**** FRAGMENT TEKSTU

Portal
SFP
ZAPA
Kino Kultura
Studio Munka
Magazyn Filmowy
Stara Łaźnia
PKMW
Rekwizytor omiótł okolicę moich nóg światłem dużej latarki i machnął energicznie niewielką maczetą, z którą na szczęście nigdy się nie rozstawał. Z przerażeniem popatrzyłem na sporego czarnego węża, leżącego przy mojej nodze. Charlie, nasz location manager, poklepał mnie po plecach.
Jeszcze w Nowym Jorku, dostałem do przeczytania scenariusz ''All through the night'' napisany przez koproducenta filmu Michele’a Tavernę. Włoch z pochodzenia, mieszkający na stałe w Stanach Zjednoczonych, miał bardzo bogatą przeszłość związaną z lewacką partyzantką latynoską pod dowództwem Che Guevary. Oparty na faktach film chciał sam wyreżyserować. Poznałem go z Andrzejem Krakowskim, który miał wielką wprawę w pisaniu scenariuszy. Andrzej przyjrzał się tekstowi „zimnym okiem” i dokonał poważnych przeróbek. Michele był z tych zmian bardzo zadowolony, ale niestety nie zgromadził odpowiednich funduszy i projekt znalazł się w martwym punkcie, a ja z czasem kompletnie o nim zapomniałem.
Aż tu nagle, po latach, w moim warszawskim mieszkaniu późno w nocy zadzwonił telefon.
– Hallo?
– Hi, jak się masz Andrew? Tu Michele. Michele Taverna. Obudziłem cię?
– Cześć... zaraz dojdę do siebie.
– OK. Słuchaj, czy jesteś bardzo zajęty?
– Sam nie wiem, bo czekam na rozpoczęcie wielkiego filmu historycznego... (''Ogniem i mieczem'' – przyp. red.).
– Słuchaj, nie przyleciałbyś do Mexico City w przyszłym tygodniu? Zaczynamy film ''Managua''. Chciałbym żebyś był production designer. Pamiętasz ten projekt?
– Nie bardzo....
– A ''All through the night''?
Powoli dochodziłem do siebie.
– Niemożliwe? Udało ci się zdobyć forsę? Myślałem, że dawno zrezygnowałeś.
– Nie tak łatwo, bracie. Andrzej Krakowski też jest z nami i pewnie zaraz do ciebie zadzwoni.
– A już miałem zapytać, skąd masz mój polski numer. Podaj mi swój. Jutro zadzwonię.
– Ale tak czy nie?
– No... tak! Ale powiedz mi chociaż, gdzie rozgrywa się akcja, żebym miał przynajmniej blade pojęcie o tym, co mnie czeka.

********
**** DOSTARCZONE DANE

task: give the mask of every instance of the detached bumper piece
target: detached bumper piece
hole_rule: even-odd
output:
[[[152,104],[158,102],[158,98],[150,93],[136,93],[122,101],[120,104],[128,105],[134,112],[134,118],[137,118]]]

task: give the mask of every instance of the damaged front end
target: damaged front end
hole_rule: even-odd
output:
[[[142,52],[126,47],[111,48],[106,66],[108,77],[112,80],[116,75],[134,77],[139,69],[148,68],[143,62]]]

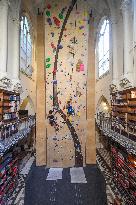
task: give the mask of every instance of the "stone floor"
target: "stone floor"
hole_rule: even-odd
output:
[[[108,160],[109,159],[108,155],[105,154],[105,158],[107,158],[107,160]],[[27,191],[29,192],[28,187],[31,188],[31,184],[29,184],[30,179],[33,176],[33,174],[36,174],[36,172],[38,171],[38,169],[35,168],[33,161],[34,161],[34,157],[30,157],[29,160],[26,162],[25,167],[20,172],[18,186],[17,186],[15,192],[13,193],[12,197],[9,199],[8,205],[24,205],[25,187],[27,188]],[[64,188],[63,182],[65,182],[67,184],[66,190],[72,190],[72,193],[75,193],[75,197],[77,197],[77,198],[74,198],[74,200],[76,201],[75,203],[77,204],[77,202],[80,202],[79,204],[85,205],[84,203],[81,202],[83,200],[82,199],[83,196],[81,197],[81,193],[82,193],[81,190],[86,190],[87,192],[89,192],[89,189],[87,188],[87,186],[89,184],[93,184],[91,186],[97,187],[97,183],[96,183],[96,185],[94,185],[95,184],[94,180],[96,179],[96,176],[98,176],[98,175],[101,176],[101,173],[103,174],[103,176],[106,180],[107,204],[108,205],[113,204],[113,200],[115,198],[115,195],[116,194],[119,195],[118,190],[116,189],[115,185],[113,184],[112,177],[110,175],[108,168],[106,167],[104,161],[102,160],[102,158],[99,155],[97,155],[97,164],[98,164],[101,172],[97,169],[97,167],[94,167],[94,168],[92,167],[91,168],[92,170],[90,169],[90,171],[89,171],[89,168],[84,168],[84,169],[81,168],[78,171],[78,173],[80,173],[82,175],[82,177],[80,178],[80,182],[84,182],[84,183],[81,183],[81,188],[80,188],[80,184],[75,183],[76,186],[73,184],[74,182],[79,181],[78,176],[73,174],[73,173],[76,173],[76,170],[74,170],[74,169],[72,170],[69,168],[69,169],[60,169],[59,172],[55,172],[54,170],[46,169],[45,167],[44,168],[42,167],[41,168],[42,171],[40,171],[40,172],[42,172],[40,180],[43,180],[44,182],[47,182],[47,184],[49,183],[49,185],[50,185],[49,186],[50,190],[48,189],[48,191],[51,191],[51,193],[50,193],[51,204],[55,204],[55,202],[53,202],[53,200],[55,200],[54,194],[56,193],[55,187],[58,185],[57,185],[55,180],[53,182],[53,180],[47,180],[47,178],[51,178],[51,179],[52,179],[52,177],[54,177],[54,179],[60,178],[58,180],[59,184]],[[94,172],[96,170],[97,170],[97,174],[94,175]],[[50,174],[50,175],[48,175],[48,174]],[[103,181],[103,177],[100,177],[100,178]],[[93,183],[91,183],[92,179],[93,179]],[[72,182],[71,180],[73,180],[73,183],[71,183]],[[75,180],[77,180],[77,181],[75,181]],[[33,181],[33,180],[31,180],[31,181],[33,183],[36,183],[36,181]],[[37,188],[39,187],[38,185],[39,185],[39,183],[37,184]],[[80,191],[76,194],[76,190],[80,190]],[[63,193],[63,190],[60,190],[60,192]],[[85,191],[83,191],[83,192],[85,192]],[[96,193],[97,192],[98,192],[98,190],[96,191]],[[71,193],[71,191],[70,191],[70,193]],[[95,195],[96,193],[94,192],[93,194]],[[46,194],[46,192],[43,195],[45,196],[45,194]],[[69,195],[69,191],[67,191],[65,194]],[[97,194],[99,195],[99,193],[97,193]],[[101,195],[101,191],[100,191],[100,195]],[[28,195],[26,196],[26,198],[27,197],[28,197]],[[86,197],[87,197],[87,195],[85,196],[85,198]],[[82,200],[80,200],[80,198]],[[106,202],[104,202],[104,203],[106,204]],[[90,204],[95,205],[95,202],[94,201],[90,202]],[[96,202],[96,204],[98,204],[98,203]],[[27,205],[27,201],[25,201],[25,205]],[[31,204],[29,204],[29,205],[31,205]],[[32,205],[35,205],[35,204],[33,203]],[[36,204],[36,205],[38,205],[38,204]],[[42,204],[40,204],[40,205],[42,205]],[[103,205],[103,204],[100,203],[100,205]]]
[[[96,165],[85,168],[33,166],[24,205],[107,205],[106,184]]]

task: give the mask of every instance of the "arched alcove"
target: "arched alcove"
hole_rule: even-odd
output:
[[[35,113],[33,101],[29,95],[22,101],[20,110],[28,110],[30,115]]]
[[[96,113],[104,112],[105,114],[109,115],[111,112],[111,106],[108,100],[102,95],[97,103],[96,106]]]

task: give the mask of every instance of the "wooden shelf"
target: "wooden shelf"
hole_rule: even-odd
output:
[[[136,88],[111,94],[111,107],[112,117],[117,119],[119,124],[119,119],[124,120],[127,125],[126,131],[129,132],[129,122],[136,122]]]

********

= CEL ZADANIA =
Powtórz dosłownie fragment wspomnienia o filmie „Managua” między słowami „Aż tu nagle, po” a „jesteś bardzo zajęty?”, włącznie z nimi.

= WYNIK KOŃCOWY =
Aż tu nagle, po latach, w moim warszawskim mieszkaniu późno w nocy zadzwonił telefon.
– Hallo?
– Hi, jak się masz Andrew? Tu Michele. Michele Taverna. Obudziłem cię?
– Cześć... zaraz dojdę do siebie.
– OK. Słuchaj, czy jesteś bardzo zajęty?